In the records below, rewrite every line from the one containing "Guideline: one keypoint per instance of the green metal" through the end of the records, keeping the wording of each line unchanged and increasing every x and y coordinate in the bracketed lists by 12. Include both ends of that stretch and nothing outside it.

━━ RECORDS FOR THIS TASK

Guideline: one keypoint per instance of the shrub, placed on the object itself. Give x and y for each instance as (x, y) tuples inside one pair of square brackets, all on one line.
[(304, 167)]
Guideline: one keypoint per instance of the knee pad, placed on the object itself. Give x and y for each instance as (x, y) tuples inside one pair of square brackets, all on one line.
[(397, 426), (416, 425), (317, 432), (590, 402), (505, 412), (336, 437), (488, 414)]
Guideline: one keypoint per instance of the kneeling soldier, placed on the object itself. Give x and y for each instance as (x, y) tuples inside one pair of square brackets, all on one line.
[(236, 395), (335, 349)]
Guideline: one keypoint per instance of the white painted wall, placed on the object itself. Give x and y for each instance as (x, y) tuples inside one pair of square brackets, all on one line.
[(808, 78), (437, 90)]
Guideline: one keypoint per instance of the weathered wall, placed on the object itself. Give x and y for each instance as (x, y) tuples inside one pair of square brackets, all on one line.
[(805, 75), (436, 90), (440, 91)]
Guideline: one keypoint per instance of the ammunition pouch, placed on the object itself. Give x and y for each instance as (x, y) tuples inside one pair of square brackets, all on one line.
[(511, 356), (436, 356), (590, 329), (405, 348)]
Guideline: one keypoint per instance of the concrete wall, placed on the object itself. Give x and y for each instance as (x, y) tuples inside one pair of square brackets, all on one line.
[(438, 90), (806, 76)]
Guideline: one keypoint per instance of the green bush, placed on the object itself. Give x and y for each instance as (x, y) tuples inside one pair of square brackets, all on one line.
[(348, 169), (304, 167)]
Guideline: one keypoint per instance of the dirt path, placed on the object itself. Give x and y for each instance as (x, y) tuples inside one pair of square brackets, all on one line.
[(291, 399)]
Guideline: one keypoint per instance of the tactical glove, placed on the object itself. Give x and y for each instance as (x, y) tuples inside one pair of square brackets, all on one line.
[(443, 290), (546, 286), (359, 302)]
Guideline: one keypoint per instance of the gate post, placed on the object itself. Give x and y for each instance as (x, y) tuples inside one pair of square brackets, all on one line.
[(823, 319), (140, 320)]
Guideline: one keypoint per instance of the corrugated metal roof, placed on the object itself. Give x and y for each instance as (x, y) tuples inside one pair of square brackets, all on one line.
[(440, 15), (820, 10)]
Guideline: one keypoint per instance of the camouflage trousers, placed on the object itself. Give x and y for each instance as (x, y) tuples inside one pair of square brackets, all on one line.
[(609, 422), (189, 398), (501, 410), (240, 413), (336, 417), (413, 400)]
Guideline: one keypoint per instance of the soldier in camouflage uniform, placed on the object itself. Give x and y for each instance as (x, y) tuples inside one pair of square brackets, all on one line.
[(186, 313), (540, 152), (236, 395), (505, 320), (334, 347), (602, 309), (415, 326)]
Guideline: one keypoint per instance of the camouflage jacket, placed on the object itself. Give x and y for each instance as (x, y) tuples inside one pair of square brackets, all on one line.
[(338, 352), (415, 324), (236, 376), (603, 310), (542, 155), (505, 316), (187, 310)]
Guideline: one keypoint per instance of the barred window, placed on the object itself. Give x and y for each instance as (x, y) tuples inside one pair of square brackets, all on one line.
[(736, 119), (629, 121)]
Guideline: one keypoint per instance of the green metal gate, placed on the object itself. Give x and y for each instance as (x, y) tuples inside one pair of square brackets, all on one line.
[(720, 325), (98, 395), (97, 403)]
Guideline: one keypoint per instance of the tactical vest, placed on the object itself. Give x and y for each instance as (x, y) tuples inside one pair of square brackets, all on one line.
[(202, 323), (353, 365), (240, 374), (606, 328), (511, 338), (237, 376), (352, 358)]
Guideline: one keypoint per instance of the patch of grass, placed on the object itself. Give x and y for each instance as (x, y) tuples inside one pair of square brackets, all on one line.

━━━━

● EXPECTED ANSWER
Guideline: one keypoint per instance of the green metal gate, placed on the object itself. Give x and y for each instance as (x, y) tuples inside one pair of square brackets, all on one line.
[(732, 337), (110, 407), (109, 415)]
Guideline: one keypoint per instance of the tactical vest, placed on the object itself. Give x and y for each instance as (x, y) tuples inside one pair of square brackets, all on one line.
[(214, 335), (365, 377), (252, 386), (618, 340), (523, 350), (249, 388), (364, 370)]
Guideline: one keypoint per instance of the patch of grass, placed on the object itself. Give x and y for each instance as (x, y) tuples inside one pair of square brackets, all on one line.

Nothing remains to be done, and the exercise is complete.